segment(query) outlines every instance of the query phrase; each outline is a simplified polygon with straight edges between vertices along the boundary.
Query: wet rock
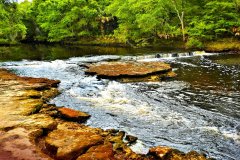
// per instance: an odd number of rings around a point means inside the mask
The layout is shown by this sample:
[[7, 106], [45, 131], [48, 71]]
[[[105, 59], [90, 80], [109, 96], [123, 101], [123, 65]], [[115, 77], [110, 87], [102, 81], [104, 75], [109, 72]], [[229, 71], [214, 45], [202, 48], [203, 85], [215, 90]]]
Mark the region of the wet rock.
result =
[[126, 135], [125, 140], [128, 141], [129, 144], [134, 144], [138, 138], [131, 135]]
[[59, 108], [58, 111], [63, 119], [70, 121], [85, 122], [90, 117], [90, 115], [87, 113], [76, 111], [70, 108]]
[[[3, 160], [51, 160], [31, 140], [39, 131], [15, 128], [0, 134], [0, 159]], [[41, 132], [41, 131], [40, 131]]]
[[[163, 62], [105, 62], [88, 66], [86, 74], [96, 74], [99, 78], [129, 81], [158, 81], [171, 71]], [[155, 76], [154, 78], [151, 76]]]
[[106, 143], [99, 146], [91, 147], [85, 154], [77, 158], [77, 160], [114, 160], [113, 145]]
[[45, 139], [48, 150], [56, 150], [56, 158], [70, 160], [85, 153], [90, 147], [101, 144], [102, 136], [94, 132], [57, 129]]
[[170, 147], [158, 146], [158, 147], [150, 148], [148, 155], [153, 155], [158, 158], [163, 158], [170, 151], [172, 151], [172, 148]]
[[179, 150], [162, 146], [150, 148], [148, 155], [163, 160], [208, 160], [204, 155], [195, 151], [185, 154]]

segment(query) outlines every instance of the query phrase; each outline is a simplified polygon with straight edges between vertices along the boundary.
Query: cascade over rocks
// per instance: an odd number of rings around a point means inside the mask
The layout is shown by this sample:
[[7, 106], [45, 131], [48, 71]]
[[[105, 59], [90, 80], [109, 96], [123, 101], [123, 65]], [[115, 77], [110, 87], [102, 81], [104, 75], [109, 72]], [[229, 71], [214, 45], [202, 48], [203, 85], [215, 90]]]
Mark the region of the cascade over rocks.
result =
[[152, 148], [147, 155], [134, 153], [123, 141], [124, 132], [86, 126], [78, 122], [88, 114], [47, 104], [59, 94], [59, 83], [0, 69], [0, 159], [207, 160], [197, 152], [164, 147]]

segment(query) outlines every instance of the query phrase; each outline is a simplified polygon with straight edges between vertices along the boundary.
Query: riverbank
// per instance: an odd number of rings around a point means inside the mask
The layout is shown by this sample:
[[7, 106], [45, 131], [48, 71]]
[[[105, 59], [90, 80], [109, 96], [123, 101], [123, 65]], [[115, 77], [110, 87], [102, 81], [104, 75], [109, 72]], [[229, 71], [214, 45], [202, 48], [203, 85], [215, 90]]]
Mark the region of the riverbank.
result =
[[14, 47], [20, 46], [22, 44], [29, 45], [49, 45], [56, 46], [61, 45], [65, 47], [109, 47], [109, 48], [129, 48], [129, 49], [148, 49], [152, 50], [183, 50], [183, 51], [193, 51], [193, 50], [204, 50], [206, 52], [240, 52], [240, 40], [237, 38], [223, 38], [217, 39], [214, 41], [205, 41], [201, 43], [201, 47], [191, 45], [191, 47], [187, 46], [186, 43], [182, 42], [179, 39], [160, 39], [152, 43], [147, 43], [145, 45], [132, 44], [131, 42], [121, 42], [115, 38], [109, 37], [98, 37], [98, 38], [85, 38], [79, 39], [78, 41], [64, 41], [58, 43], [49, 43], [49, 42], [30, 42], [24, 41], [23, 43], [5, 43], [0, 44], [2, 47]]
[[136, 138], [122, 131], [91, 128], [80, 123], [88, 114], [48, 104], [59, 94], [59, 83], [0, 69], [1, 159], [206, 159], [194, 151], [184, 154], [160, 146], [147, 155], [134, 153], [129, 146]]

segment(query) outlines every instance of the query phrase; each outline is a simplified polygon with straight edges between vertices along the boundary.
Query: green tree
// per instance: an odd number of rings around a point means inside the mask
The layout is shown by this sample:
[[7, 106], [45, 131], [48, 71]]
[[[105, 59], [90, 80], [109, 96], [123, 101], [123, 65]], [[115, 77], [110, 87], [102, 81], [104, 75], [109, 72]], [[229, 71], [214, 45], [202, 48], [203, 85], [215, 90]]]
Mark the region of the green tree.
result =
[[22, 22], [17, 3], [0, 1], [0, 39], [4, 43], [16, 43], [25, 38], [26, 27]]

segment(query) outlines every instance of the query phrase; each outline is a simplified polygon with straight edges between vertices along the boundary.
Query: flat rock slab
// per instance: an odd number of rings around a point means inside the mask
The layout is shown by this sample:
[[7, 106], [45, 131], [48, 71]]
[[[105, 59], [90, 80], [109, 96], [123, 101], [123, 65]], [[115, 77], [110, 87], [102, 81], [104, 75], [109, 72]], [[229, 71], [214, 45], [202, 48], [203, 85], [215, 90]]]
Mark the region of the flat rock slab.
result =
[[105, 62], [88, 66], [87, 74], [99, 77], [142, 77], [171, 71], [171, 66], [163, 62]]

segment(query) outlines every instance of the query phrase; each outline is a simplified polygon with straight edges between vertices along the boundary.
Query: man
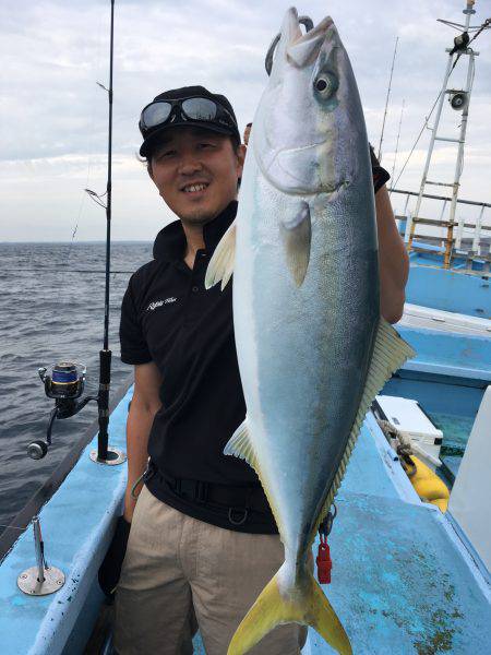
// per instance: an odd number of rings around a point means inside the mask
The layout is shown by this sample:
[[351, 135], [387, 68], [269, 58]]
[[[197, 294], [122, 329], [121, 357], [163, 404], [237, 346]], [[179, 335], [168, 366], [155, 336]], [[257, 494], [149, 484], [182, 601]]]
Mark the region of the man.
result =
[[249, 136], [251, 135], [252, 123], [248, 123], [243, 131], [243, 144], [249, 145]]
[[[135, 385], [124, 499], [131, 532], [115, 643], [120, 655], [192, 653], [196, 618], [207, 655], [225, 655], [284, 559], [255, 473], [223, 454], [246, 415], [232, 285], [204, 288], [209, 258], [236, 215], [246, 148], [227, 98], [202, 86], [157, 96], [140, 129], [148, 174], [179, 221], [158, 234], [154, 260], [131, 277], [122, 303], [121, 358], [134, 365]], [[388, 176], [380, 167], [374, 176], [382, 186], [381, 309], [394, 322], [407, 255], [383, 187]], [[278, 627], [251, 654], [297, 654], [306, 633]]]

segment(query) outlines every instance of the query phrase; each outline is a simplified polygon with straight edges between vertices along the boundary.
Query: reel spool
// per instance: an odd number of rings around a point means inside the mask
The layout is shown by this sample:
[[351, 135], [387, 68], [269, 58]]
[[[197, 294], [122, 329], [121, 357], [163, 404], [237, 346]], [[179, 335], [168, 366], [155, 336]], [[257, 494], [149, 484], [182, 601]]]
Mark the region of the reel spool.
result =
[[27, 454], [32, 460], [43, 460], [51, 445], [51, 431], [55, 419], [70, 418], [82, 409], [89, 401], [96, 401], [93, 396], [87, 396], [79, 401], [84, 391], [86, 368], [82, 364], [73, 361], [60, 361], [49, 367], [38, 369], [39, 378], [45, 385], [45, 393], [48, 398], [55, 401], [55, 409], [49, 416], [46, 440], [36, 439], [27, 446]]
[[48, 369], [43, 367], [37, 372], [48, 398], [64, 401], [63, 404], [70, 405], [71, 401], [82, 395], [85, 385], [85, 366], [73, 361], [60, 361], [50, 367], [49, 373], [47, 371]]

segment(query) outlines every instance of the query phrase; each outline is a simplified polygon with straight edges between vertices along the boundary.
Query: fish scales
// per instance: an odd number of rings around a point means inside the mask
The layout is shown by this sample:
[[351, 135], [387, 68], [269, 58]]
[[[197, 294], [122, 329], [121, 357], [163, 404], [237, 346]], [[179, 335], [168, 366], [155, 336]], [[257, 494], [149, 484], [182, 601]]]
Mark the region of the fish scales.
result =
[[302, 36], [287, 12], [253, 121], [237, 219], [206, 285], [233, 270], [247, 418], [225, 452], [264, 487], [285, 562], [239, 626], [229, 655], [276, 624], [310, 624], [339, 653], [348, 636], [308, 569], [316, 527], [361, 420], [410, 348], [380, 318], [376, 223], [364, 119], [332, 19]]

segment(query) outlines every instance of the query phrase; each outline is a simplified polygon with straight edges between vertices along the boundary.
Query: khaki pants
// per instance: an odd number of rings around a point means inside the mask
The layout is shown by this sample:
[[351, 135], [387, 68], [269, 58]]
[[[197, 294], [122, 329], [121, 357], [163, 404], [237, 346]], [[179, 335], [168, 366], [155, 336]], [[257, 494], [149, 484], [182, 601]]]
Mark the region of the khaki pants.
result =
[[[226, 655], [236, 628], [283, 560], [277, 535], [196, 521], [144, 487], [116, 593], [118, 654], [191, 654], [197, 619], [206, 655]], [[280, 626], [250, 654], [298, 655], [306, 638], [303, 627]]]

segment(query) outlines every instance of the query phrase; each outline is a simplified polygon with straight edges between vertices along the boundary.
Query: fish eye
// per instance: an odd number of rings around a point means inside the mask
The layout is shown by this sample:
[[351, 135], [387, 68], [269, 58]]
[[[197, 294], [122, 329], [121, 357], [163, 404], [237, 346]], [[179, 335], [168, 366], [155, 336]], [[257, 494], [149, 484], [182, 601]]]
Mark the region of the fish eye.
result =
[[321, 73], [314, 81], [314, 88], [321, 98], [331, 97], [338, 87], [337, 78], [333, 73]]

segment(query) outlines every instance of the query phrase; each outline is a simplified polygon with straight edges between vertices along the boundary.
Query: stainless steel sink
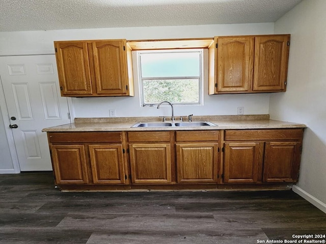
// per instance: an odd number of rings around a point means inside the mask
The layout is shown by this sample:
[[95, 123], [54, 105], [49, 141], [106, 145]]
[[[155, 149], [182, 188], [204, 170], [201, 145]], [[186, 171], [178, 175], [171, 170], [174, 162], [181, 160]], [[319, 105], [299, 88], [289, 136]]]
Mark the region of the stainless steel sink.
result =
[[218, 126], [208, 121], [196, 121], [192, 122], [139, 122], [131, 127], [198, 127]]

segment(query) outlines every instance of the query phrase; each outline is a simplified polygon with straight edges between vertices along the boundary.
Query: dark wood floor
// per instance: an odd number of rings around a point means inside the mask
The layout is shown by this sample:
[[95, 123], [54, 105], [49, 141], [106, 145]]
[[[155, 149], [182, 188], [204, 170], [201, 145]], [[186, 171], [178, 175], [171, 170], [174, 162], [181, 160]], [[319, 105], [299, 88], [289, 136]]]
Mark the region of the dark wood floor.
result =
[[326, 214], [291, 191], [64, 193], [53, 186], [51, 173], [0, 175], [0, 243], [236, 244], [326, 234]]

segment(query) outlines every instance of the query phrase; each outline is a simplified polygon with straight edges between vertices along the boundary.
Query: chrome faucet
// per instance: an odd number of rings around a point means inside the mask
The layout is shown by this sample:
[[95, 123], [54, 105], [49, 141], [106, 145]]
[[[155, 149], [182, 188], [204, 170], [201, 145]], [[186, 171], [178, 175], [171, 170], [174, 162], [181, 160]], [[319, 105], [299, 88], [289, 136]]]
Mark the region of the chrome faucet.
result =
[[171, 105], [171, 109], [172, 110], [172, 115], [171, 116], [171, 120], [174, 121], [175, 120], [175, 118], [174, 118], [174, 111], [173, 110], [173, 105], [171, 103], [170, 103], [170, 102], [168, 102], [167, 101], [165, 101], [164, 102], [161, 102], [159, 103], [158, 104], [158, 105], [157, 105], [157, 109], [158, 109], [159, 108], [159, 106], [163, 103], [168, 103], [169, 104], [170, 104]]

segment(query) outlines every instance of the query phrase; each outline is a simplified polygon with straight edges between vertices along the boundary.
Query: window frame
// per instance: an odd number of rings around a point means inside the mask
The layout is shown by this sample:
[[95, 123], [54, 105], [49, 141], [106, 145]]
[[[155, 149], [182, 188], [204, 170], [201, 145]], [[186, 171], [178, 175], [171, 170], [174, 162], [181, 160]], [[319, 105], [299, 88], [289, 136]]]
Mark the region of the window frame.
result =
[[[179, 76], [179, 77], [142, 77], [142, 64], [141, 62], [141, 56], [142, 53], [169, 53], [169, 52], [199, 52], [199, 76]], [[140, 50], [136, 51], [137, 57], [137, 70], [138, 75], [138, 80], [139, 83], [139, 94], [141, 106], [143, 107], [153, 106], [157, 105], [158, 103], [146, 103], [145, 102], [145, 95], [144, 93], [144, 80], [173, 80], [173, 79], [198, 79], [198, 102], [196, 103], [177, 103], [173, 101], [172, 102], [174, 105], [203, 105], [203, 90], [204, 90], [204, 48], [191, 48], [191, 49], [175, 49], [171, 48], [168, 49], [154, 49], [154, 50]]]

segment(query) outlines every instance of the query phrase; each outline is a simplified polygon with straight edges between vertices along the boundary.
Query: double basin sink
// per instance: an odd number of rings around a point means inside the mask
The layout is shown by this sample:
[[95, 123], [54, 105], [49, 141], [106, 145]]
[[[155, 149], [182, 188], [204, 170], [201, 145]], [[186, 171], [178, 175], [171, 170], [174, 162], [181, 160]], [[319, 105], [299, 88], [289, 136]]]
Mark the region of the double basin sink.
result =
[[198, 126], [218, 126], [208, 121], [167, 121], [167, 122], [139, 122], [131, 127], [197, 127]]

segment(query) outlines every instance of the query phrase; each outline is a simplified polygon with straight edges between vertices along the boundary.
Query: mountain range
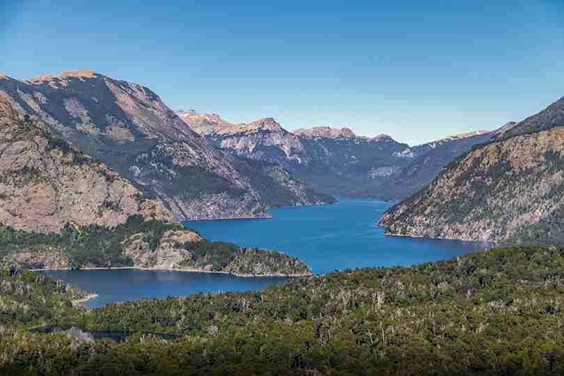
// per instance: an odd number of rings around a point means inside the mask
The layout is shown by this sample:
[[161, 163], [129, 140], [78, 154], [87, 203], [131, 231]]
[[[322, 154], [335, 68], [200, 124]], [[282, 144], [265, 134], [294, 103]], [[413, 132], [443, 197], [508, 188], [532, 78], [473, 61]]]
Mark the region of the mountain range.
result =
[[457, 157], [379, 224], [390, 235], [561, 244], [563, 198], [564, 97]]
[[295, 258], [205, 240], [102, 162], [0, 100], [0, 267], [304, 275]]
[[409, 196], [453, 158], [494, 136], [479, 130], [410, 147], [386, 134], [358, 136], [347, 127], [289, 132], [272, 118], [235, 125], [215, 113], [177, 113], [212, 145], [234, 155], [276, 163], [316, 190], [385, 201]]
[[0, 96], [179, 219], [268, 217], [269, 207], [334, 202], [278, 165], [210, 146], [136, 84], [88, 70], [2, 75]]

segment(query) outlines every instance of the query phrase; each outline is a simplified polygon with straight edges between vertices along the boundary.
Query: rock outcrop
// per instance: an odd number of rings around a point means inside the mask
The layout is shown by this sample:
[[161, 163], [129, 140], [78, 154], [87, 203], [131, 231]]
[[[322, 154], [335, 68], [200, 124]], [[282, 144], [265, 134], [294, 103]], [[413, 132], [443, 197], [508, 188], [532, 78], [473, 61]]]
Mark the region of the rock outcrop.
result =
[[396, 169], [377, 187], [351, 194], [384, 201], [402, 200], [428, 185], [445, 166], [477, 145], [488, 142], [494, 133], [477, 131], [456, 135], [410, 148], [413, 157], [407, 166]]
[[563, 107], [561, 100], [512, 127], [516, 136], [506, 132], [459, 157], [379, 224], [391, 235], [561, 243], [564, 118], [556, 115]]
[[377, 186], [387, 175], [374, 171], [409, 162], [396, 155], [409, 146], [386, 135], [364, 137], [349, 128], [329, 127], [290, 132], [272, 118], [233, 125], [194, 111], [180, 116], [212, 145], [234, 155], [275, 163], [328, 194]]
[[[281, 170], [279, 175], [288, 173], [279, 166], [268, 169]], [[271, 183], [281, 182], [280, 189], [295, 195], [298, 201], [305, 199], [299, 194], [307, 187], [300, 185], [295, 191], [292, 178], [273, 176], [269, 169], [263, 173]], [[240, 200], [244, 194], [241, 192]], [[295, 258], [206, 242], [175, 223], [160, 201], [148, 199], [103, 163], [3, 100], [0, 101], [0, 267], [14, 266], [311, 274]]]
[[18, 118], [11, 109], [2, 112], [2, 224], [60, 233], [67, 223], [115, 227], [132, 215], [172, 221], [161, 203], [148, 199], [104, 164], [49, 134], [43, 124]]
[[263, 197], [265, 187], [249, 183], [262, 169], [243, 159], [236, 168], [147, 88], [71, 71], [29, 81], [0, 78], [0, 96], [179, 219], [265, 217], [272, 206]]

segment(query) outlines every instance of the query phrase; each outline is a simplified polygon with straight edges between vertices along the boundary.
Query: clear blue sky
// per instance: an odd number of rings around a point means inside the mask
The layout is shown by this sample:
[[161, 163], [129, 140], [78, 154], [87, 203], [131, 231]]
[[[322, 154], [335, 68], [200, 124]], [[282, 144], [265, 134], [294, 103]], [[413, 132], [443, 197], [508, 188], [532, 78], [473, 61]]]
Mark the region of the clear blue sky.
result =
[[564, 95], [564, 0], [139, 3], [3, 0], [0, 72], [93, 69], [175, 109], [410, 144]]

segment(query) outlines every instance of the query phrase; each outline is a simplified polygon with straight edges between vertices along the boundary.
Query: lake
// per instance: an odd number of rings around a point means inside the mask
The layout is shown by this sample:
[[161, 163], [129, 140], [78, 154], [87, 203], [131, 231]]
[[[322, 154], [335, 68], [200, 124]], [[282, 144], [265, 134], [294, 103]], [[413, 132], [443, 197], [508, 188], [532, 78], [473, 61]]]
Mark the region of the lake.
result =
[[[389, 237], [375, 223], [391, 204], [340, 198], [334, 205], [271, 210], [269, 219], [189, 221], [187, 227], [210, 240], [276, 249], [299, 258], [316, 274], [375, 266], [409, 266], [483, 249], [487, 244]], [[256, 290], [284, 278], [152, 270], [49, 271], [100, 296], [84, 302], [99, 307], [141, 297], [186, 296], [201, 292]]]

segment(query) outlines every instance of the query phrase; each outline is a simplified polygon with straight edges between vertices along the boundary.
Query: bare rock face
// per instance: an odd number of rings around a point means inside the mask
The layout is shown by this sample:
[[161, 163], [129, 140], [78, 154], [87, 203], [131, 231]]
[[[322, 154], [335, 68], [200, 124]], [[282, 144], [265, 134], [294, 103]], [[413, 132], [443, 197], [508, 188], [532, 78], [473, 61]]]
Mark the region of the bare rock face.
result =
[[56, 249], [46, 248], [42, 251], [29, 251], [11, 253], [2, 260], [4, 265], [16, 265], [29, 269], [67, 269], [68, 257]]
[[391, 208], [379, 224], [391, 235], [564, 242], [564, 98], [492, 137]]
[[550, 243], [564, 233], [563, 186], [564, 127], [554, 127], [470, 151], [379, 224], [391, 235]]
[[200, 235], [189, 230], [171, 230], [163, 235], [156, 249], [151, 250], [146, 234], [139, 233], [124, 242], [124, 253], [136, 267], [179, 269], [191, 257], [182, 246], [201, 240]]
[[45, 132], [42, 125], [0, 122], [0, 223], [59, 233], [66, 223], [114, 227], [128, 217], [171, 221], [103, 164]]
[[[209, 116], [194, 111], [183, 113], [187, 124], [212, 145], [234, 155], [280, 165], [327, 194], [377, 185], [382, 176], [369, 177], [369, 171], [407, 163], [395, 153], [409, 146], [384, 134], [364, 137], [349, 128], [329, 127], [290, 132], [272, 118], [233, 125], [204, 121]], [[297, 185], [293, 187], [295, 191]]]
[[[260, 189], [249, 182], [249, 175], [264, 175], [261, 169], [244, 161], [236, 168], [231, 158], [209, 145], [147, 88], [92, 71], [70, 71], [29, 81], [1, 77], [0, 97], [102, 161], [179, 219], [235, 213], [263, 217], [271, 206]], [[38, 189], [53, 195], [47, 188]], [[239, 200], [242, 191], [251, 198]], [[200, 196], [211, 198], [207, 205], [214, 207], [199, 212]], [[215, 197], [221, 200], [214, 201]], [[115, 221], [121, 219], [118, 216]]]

────────────────

• _What you should do_:
Extract every line of the records that contains the string "frame".

• _Response below_:
Query: window frame
Mark the region of the window frame.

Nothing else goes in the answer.